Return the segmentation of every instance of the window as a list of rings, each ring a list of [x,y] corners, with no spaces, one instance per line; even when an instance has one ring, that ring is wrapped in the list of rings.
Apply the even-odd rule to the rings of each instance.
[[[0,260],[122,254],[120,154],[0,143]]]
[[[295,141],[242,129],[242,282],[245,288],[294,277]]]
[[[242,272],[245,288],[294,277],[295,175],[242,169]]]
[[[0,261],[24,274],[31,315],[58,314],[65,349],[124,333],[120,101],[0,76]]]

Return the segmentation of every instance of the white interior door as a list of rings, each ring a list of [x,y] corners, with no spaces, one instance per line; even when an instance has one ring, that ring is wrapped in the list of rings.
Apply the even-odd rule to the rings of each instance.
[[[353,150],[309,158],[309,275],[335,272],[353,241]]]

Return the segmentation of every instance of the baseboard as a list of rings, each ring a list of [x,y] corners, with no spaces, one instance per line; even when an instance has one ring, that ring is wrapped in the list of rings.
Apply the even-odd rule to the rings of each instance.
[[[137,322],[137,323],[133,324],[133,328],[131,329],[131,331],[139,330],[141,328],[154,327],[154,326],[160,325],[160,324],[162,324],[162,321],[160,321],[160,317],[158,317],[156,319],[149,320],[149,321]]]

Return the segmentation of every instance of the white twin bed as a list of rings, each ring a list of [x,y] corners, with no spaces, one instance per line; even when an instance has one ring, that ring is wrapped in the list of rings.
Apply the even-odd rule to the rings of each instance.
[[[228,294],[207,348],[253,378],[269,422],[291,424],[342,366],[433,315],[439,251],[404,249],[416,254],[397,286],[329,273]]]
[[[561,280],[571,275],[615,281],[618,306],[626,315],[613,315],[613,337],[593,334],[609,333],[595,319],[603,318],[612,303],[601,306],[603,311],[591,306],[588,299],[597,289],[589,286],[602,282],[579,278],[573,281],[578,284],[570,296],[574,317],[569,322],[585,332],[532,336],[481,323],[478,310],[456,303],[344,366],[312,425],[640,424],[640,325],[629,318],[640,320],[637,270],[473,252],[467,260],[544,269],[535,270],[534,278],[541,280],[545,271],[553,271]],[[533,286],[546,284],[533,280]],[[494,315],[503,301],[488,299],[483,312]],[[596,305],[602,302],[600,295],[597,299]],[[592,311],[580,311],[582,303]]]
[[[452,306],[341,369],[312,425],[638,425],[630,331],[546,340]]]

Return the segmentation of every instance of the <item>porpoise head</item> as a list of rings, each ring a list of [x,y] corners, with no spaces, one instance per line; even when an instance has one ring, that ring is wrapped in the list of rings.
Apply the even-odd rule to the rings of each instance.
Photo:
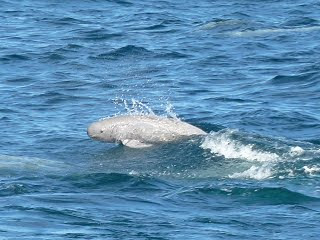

• Task details
Leaving the pictures aside, transcribe the entire listing exactly.

• Answer
Return the segmentation of every instance of the window as a list of rings, each ring a list of [x,y] corners, with no spaces, one instance per line; even when an instance has one ring, that ring is wrapped in the list of rings.
Apply the even-odd rule to the rings of each instance.
[[[0,260],[122,254],[120,154],[0,143]]]
[[[295,141],[242,129],[242,282],[245,288],[294,277]]]
[[[242,272],[245,288],[294,277],[295,175],[242,169]]]
[[[0,261],[24,274],[31,315],[58,314],[65,349],[124,333],[120,101],[0,76]]]

Return the segmentation of every instance of the white interior door as a list of rings, each ring a list of [x,y] corners, with no spaces, one instance per line; even when an instance has one ring, that ring is wrapped in the list of rings.
Apply the even-odd rule to the rings of each instance.
[[[353,150],[309,158],[309,275],[335,272],[353,241]]]

Return the segmentation of every instance of the baseboard as a list of rings, each ring a list of [x,y] corners, with no spaces, one instance per line; even when an instance has one ring, that ring is wrapped in the list of rings.
Apply the even-odd rule to the rings of each instance.
[[[137,322],[137,323],[133,324],[133,328],[131,329],[131,331],[139,330],[141,328],[154,327],[154,326],[160,325],[160,324],[162,324],[162,321],[160,321],[160,317],[158,317],[156,319],[149,320],[149,321]]]

Return the segmentation of every instance of the white twin bed as a list of rings, each ring a list of [x,y] corners, with no spaces, one instance per line; even when an instance has one ring, that ring is wrapped in the list of rings.
Apply the even-odd rule to the rings of each instance.
[[[228,294],[207,348],[253,378],[269,422],[291,424],[342,366],[433,315],[439,251],[404,249],[416,254],[397,286],[329,273]]]
[[[561,280],[571,275],[615,281],[618,306],[626,315],[613,315],[613,337],[593,334],[609,333],[595,319],[603,318],[612,303],[601,306],[603,311],[591,306],[588,299],[597,289],[589,286],[602,282],[579,278],[573,281],[578,284],[570,296],[574,317],[569,322],[585,332],[532,336],[481,323],[478,310],[456,303],[344,366],[312,425],[640,424],[640,325],[629,318],[640,320],[637,270],[473,252],[467,260],[544,269],[535,270],[534,278],[541,280],[545,271],[553,271]],[[533,286],[546,284],[533,280]],[[494,315],[503,301],[488,299],[483,312]],[[596,305],[602,302],[600,295],[597,299]],[[592,311],[580,311],[582,303]]]
[[[452,306],[341,369],[312,425],[638,425],[630,331],[546,340]]]

Return the segmentation of every instance of the <item>porpoise head</item> as a list of rings, each ring a list of [x,y] corners, with no spaces, one instance per line; even when an instance has one ring, that ring is wrapped in the list of rings.
Apply the even-odd rule to the rings of each instance.
Photo:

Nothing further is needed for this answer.